Extracted text:
----------

Developing this understanding and these convictions founded on biological understanding is pretty big, sure beats believing a one dimensional story written ages ago, that others interpret for us - and it seems worth sharing, even if few have the interest or background to work with it.



Have a sense of being part of a society and part of a biosphere gives meaning, I sure don’t struggle with wondering: Who am I. And I did for a great many decades, it’s been fun finding a truly grounded way of getting in touch of the reality of who I am, with all it’s fascinating varied aspects - with our intimate ties to Earth’s biosphere being a bonus.

I’ve learned that doesn’t cut it on the sexy excitement scale.
I don’t care, perhaps that why I have such mixed feelings towards philosophers, it’s all about keep it provocative and not so much about actually coming to grips with our reality, too much facade, too little substance to build upon.

Let’s not forget, I’m 68, I had my excitement, these days I like things slower, besides I feel like the feeling of having arrived home. The important questions resolved, now it’s time to re-savor the journey had while living a day at a time and then saying good bye.

And sure, these things I wax on about lyrically can’t be conveyed, anymore than an experience can be conveyed. But that doesn’t stop us from trying to describe some experiences as clearly as possible.

In truth, at this point I’m less interested in convincing others, these days it’s simply about spelling it out as concisely and cleanly as possible. Let the words and memes and synchronicity do the rest. Then get on with a different sort of writing project.

I think I understand, because for Christ sake we are the GODS!
Cue up Hollywood.
Nothing less than more of everything will satisfy us, as it wets our appetite for even more, bigger, faster, “better”. If we can imagine it, it’s got to be ours, regardless of consequences to anyone, or anything else, our desires command us.

So can we at least agree that using the descriptive of “self-absorbed” thinking and “self-serving” actions is an objective summary of the human trajectory, at least these past few millennia? Quite probably much longer.

I’m not hanging any moralistic baggage onto that descriptive, society and more importantly empire probably wouldn’t have had a chance without that sort of thinking with the Gods we created for ourselves and our particular needs at the time.

It’s simply a stone cold sober recognition that this is who we are, and it’s what got us into today’s runaway self-destructive trajectories.

We’re content to think Earth and Evolution, even our own biology has nothing more of interest to offer us?
Definitely nothing as exciting as what’s happening in our imaginations.

I mean, colonizing Mars v. learning to nurture Earth’s biosphere - No Contest!
So our billionaires dream and invest into going to Mars and the Moon because it’s soo much sexier then dealing with the mess we’ve made of Earth’s biosphere (read life support systems) and society.


We can dream all we want, nevertheless there will be big (presently unthinkable) readjustments in the coming years and decades - we’re barely past the amuse-gueule stage of the Anthropocene. Things are going to start moving faster and it seems to me our old self-indulgent philosophical debates will fall to the wayside. Then it’ll be each outpost once again left to figure it out for themselves. Whatever something that might work with the horridly different future coming at our children.

Just some quick responses for now.

I can only know my own experience, of course, but we all know much of others through the written and oral word. I don’t think I’m that unusual.

Kinda what I talk about.

The privilege of having lived this long, huh?

Yes. This is one I have trouble understanding where you stand. Sometimes we agree, sometimes it seems you think the human race is on some other path and the current problems are unique.

Didn’t say that or think it.

Birdwatching sometimes takes you to odd places. Like the Texas coast. Watching us burn off some fossil fuel (that little flame on the right side), because it’s too much trouble to catch that byproduct and save it. Looking at the remnants of many a hurricane and the need to clean it up, so we can get back to the business of burning more carbon and creating more hurricanes.

----------

The data:
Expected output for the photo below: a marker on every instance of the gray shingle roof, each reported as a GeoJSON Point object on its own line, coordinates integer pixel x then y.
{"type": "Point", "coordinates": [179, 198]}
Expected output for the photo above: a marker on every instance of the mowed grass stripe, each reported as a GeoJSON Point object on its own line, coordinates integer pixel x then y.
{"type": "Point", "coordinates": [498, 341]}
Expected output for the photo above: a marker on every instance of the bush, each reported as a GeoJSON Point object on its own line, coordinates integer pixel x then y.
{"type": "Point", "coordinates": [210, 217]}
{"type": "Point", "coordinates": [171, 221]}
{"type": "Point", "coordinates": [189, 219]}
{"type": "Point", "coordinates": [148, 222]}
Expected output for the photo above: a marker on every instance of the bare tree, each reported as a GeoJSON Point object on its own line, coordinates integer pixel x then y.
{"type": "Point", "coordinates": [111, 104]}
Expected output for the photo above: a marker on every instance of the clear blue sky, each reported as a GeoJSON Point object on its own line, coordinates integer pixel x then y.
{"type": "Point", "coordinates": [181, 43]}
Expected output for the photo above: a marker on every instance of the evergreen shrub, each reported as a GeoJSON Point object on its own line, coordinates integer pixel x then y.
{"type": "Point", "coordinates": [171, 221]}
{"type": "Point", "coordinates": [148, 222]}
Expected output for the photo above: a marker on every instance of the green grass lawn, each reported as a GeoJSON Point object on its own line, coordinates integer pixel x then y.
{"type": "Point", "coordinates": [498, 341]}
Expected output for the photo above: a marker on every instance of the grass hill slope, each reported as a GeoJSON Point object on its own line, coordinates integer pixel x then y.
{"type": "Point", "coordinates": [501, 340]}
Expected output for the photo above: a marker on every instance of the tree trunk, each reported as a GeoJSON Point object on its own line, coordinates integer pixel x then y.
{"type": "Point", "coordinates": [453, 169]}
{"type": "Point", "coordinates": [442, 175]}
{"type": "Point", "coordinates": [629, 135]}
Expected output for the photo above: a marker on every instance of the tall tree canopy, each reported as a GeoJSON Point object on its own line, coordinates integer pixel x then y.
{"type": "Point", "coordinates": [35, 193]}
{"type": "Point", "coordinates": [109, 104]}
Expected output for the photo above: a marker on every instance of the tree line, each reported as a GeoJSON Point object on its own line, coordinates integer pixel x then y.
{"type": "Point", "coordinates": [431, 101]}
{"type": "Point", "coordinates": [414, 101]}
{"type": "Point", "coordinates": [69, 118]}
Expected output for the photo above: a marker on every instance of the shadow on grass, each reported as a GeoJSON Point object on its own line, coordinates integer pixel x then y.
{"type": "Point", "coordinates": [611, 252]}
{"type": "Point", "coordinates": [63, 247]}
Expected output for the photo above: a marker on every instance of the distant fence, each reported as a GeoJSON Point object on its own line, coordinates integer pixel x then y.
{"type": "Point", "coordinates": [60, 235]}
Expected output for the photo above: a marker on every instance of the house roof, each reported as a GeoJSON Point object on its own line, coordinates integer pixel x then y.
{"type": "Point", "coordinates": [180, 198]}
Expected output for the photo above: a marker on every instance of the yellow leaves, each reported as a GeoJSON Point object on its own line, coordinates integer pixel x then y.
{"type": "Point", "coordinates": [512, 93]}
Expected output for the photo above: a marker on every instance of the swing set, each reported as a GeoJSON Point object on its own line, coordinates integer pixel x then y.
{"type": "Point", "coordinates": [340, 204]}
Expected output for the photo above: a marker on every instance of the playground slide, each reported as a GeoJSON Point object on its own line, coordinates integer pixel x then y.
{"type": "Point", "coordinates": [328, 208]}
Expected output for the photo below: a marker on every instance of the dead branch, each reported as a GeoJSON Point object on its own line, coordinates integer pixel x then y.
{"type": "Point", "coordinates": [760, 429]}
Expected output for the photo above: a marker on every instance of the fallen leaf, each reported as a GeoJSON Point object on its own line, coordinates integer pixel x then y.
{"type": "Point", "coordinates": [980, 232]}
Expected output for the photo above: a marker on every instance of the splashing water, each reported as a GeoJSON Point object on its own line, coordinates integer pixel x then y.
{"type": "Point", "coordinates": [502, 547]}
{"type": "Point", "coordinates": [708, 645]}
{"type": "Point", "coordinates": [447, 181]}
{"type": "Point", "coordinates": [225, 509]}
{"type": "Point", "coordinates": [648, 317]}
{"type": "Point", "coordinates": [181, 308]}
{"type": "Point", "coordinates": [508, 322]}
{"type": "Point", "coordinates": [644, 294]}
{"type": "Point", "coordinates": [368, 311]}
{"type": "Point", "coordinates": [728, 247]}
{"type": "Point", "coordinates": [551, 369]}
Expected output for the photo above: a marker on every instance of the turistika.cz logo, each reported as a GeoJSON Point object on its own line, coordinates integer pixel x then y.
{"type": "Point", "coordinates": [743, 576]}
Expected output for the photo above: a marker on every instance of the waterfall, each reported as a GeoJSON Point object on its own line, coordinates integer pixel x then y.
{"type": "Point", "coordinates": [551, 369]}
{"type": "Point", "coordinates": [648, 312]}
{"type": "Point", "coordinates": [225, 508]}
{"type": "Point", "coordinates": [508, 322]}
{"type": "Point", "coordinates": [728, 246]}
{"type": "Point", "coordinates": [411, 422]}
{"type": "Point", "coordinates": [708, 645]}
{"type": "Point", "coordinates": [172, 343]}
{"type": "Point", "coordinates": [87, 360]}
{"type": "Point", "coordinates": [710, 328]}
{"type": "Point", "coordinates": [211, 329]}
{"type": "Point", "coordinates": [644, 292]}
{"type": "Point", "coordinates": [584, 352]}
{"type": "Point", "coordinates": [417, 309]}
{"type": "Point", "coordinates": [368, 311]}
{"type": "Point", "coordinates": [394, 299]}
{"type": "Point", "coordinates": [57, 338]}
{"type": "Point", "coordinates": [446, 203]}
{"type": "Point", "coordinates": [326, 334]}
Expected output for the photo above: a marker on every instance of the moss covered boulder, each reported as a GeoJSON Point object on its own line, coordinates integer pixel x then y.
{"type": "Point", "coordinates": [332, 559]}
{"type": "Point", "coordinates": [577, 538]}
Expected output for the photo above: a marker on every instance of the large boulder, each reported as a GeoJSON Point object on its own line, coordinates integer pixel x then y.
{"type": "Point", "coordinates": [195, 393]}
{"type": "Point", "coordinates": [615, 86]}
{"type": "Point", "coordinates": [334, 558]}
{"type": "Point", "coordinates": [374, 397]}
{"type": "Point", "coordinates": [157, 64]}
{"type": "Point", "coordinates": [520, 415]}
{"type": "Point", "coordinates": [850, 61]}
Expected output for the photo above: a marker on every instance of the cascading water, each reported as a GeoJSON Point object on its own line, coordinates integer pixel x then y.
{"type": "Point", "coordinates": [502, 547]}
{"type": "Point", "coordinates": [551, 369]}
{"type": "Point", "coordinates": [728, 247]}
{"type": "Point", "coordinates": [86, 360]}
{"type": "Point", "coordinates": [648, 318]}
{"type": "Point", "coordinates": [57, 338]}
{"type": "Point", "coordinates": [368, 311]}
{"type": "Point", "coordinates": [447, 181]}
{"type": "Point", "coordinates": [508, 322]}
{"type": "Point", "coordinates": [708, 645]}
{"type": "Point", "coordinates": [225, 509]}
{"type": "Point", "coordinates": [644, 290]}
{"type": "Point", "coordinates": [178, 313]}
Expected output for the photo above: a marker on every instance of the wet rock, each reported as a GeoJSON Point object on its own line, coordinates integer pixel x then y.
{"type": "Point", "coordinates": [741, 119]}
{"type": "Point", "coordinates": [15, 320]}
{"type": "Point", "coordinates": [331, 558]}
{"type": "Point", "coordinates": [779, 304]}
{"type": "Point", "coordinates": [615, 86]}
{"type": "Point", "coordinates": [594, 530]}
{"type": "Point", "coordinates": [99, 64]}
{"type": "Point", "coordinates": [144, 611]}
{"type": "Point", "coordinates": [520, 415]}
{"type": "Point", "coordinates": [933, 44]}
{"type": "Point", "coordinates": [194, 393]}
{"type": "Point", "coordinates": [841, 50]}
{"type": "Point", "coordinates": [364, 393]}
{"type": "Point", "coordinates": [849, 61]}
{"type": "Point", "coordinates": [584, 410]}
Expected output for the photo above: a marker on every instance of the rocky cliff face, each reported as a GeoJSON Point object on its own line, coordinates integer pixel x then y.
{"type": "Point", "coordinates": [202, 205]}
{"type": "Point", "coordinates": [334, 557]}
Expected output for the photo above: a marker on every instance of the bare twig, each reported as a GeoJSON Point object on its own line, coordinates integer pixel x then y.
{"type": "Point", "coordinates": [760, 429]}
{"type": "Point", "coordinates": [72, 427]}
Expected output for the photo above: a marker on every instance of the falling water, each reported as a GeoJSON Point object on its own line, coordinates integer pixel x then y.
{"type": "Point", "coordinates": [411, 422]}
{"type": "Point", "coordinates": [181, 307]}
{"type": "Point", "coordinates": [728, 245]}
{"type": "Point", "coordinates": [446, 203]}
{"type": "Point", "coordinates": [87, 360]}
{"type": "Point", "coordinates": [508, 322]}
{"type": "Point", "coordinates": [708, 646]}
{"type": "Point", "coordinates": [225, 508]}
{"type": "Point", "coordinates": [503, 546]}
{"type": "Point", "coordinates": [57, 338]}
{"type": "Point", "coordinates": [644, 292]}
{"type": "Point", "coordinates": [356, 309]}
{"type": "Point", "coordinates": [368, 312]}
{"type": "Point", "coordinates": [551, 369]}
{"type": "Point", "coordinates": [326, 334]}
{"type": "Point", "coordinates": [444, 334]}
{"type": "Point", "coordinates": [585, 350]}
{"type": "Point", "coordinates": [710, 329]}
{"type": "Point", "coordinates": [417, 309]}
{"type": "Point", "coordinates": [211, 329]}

----------

Work item A:
Rewrite the essay on the human trajectory between "Kinda what I" and "or think it.", inclusive, using "course" in place of "path".
Work item B:
Give every hyphenated word that appears in the essay on the human trajectory.

Answer A:
Kinda what I talk about.

The privilege of having lived this long, huh?

Yes. This is one I have trouble understanding where you stand. Sometimes we agree, sometimes it seems you think the human race is on some other course and the current problems are unique.

Didn’t say that or think it.

Answer B:
re-savor
self-absorbed
self-serving
self-destructive
amuse-gueule
self-indulgent